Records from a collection
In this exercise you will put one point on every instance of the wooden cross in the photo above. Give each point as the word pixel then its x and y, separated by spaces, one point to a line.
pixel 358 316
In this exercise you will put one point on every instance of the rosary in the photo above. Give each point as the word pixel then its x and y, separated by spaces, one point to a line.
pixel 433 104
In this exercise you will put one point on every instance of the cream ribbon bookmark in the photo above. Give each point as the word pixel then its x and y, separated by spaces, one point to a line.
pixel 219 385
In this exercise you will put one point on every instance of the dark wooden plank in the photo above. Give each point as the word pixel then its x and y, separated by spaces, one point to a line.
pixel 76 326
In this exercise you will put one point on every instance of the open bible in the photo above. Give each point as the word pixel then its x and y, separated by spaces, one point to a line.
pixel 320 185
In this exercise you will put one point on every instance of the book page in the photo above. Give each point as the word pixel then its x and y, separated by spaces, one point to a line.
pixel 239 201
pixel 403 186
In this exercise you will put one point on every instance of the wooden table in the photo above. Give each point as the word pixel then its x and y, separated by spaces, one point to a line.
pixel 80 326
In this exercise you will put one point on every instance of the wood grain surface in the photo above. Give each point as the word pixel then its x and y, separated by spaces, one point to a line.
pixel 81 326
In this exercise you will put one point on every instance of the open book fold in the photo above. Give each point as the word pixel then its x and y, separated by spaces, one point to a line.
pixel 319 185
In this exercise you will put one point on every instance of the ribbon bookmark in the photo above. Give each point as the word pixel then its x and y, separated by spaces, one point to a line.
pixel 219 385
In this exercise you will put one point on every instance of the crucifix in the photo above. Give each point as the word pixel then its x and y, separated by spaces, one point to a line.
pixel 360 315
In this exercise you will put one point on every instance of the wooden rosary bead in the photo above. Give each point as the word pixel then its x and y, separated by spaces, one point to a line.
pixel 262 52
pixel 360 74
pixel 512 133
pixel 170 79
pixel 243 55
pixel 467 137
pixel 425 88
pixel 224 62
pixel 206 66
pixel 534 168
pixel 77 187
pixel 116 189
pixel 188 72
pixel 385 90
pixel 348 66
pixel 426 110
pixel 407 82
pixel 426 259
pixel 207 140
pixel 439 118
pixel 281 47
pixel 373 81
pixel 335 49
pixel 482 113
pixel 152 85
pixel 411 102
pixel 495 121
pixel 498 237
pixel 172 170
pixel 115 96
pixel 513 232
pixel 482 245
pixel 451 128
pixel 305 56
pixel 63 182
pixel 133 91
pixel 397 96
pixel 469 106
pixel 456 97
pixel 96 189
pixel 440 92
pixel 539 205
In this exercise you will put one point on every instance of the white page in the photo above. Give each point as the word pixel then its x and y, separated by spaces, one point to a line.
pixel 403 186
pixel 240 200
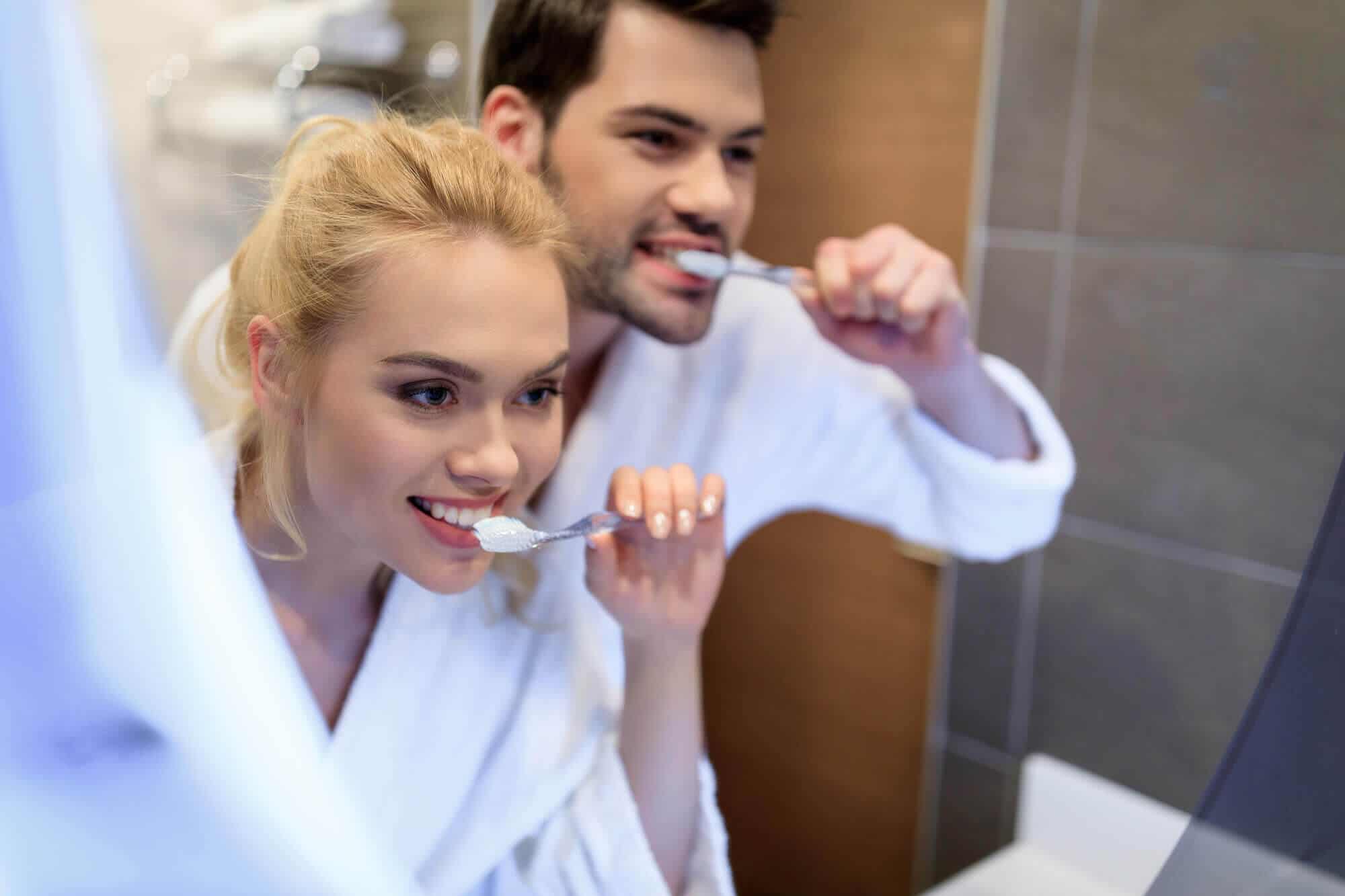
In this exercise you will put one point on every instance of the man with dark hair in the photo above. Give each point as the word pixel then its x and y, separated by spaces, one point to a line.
pixel 646 119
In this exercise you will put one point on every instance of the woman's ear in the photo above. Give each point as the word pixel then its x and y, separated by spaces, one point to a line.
pixel 514 124
pixel 271 386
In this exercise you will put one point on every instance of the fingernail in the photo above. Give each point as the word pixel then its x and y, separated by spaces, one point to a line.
pixel 661 525
pixel 863 302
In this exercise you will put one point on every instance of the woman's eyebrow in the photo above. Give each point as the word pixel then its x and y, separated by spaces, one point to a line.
pixel 447 366
pixel 541 372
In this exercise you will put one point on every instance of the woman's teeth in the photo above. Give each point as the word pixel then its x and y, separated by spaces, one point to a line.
pixel 666 253
pixel 461 517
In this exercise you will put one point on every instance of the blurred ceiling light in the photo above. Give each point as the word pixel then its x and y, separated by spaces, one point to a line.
pixel 290 77
pixel 178 67
pixel 159 84
pixel 443 61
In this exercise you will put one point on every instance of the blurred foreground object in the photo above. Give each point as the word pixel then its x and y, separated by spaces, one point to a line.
pixel 155 735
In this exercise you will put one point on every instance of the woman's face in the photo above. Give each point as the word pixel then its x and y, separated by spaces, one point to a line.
pixel 438 407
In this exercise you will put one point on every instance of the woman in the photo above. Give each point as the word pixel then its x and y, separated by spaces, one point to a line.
pixel 399 318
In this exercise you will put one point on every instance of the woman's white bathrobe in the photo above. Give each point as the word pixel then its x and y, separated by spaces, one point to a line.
pixel 486 752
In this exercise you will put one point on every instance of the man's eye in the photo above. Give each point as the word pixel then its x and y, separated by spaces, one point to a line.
pixel 539 397
pixel 657 139
pixel 742 155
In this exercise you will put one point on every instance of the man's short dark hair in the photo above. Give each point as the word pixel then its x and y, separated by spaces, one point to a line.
pixel 548 49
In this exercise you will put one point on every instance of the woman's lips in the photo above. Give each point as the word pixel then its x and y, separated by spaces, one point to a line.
pixel 446 522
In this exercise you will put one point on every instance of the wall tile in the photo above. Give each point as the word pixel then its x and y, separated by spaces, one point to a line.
pixel 1036 84
pixel 985 639
pixel 1204 397
pixel 972 823
pixel 1218 123
pixel 1145 665
pixel 1013 318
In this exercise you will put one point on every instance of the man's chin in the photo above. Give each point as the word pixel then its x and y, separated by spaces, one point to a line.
pixel 675 318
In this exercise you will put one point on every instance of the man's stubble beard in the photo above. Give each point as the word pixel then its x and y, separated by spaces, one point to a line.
pixel 598 284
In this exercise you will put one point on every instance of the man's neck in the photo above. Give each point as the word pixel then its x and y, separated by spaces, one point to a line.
pixel 592 333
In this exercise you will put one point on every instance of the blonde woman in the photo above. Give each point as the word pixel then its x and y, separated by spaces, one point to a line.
pixel 397 322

* Given task: Replace "one point to a line" with "one point per line" throughout all the entries, keeping every other word unchanged. Do not include the pictures in your answer.

* Answer for this exercise:
In this exercise you will put one point on every instance of the wooden cross in the photo above. Give each point as the word pixel then its x and y, separated by spaces, one point per line.
pixel 358 316
In this exercise you will put one point on every instance of the rosary in the photo above. Give each point as the word pixel then its x and y, separated by spaces, one point per line.
pixel 433 104
In this exercise you will put one point on every instance of the cream ribbon bookmark in the photo above. Give each point as the word pixel then its x and y, separated by spaces, one point per line.
pixel 219 385
In this exercise you will put one point on every instance of the dark wooden plank in the photo above. Give each point as the word pixel then its x and y, separated by spaces, one point per line.
pixel 76 326
In this exercise you will put one point on every instance of the open bible in the photo above. Give each point as the word pixel then its x and y, separated by spaces, one point per line.
pixel 320 185
In this exercise you will put one point on every instance of the book page in the photo above. Give each point as the word pixel then its x and y, separated by spaces, one point per line.
pixel 239 201
pixel 403 186
In this exercise you will put one point on every instance of the wooden table in the photo above. Give each point as the word pixel then its x and y, separated by spaces, one point per line.
pixel 80 326
In this exercise you will put one point on every instance of the wood grain surface in the photo above. Give each point as the word pixel then its x and y, separated by spaces, one point per line.
pixel 81 326
In this exercise you will put one point on every instance of the open book fold in the photo above. Give each point as the word pixel then its x and y, separated by spaces, one point per line.
pixel 319 185
In this exercise you will put one point on every instance of the ribbon bookmark in the photo above. Give each point as the word pixel then its x and y, separated by spaces, one point per line.
pixel 219 385
In this exercise you will put one point on every instance of the crucifix in the photo above. Give each point as the word pixel then its x and y, separated by spaces, one point per line.
pixel 360 315
In this exercise you will put one point on every instance of the wooden rosary bead in the photo above. Give each point as the word pixel then its x and y, separated by spaces, one point per line.
pixel 262 52
pixel 360 74
pixel 512 133
pixel 170 79
pixel 243 55
pixel 467 137
pixel 425 88
pixel 224 62
pixel 206 66
pixel 534 168
pixel 77 187
pixel 116 189
pixel 188 72
pixel 385 90
pixel 348 66
pixel 426 110
pixel 407 82
pixel 426 259
pixel 207 140
pixel 439 118
pixel 281 47
pixel 373 81
pixel 335 49
pixel 482 113
pixel 152 85
pixel 411 102
pixel 495 121
pixel 498 237
pixel 172 170
pixel 115 96
pixel 513 232
pixel 482 245
pixel 451 128
pixel 305 56
pixel 63 182
pixel 133 91
pixel 397 96
pixel 469 106
pixel 456 97
pixel 96 189
pixel 440 92
pixel 539 205
In this exercise you will put one point on every instance of the white page in the photo above. Give each point as the word pixel then its x and y, separated by spaces, one point per line.
pixel 403 186
pixel 240 200
In this exercise you will put one point on every instance of the man with dark hair in the photo above. Give each point as the word pixel then its x and y, separated by spaces, one point per line.
pixel 646 119
In this exercise you will put one point on every instance of the woman's ear in the photo above. Give each point as the word pixel then its x and y, separated by spaces, one point per line.
pixel 514 124
pixel 271 386
In this exercise you will put one point on every instance of the fingernail in the photo above. Give each point as the word pixel then its x and y, separated by spaces, one point per line.
pixel 661 525
pixel 863 302
In this exercise you will put one point on every instance of the woman's eyebrow in the photo above. Give each point as the word pixel then its x and y, separated by spaces, one point per line.
pixel 447 366
pixel 541 372
In this exercise you will put one point on every instance of the woman's teeth in the photo above. Give each point as the word pixel then its x and y, separated by spaces, one point per line.
pixel 666 253
pixel 461 517
In this exercise you will put one point on every instance of the blurred ceiling light in the photo above. Give each point as the word pixel then its x and y, separated by spaces, one point per line.
pixel 290 77
pixel 178 67
pixel 159 84
pixel 443 61
In this exercise you will put one point on every instance of the blurred foreground object in the photo above. Give each point as the word pixel then its x and y, separated by spaces, one point per line.
pixel 155 735
In this exercise you will put one point on every instance of the woman's face in the photo above. Give each point as the word pixel then its x and y, separated by spaces, one point per line.
pixel 438 407
In this exercise you will put one point on every instance of the woman in the photo above. Give each point as the word pixel then its x and y, separated by spaces, one point per line.
pixel 399 318
In this exercise you will put one point on every instance of the woman's white bathrobe in the photo above. Give each point as the word pixel then its x and y, separated by spaces, one point per line.
pixel 486 752
In this exercise you will put one point on every instance of the man's eye in the photo above. Give each point as the word pixel then its x and y, separated by spaces, one point per line.
pixel 539 397
pixel 657 139
pixel 742 155
In this exercise you will put one point on every instance of the man's short dark hair in the photo above. Give each point as the word pixel then its x and y, separated by spaces, one point per line.
pixel 548 49
In this exercise you will put one point on every instance of the woman's lips in the photo above. Give each point as the word pixel then its x and y, separated by spaces, one point per line.
pixel 446 522
In this exercise you will put one point on every instance of the wall tile in the photo above. Give each point as the word pixel then its x and y, separated by spaces, one point per line.
pixel 1036 84
pixel 985 639
pixel 1204 397
pixel 972 823
pixel 1218 123
pixel 1145 665
pixel 1013 318
In this exercise you will put one point on every instance of the man's chin in the photo above. Give each point as the word pixel then its x and y, separated by spaces, one point per line.
pixel 675 318
In this exercise you will put one point on every instance of the man's stubble beard in the photo above. Give each point as the word pixel then its x and y, separated by spaces, one point per line.
pixel 598 284
In this exercise you will put one point on every instance of the man's neck in the photo above. Give each point as the word pixel then its x and y, separated by spaces, one point per line.
pixel 592 333
In this exercise you will put one point on every instance of the blonde woman in the photo above. Give each point as the word pixel then its x and y, separated by spaces, one point per line.
pixel 397 322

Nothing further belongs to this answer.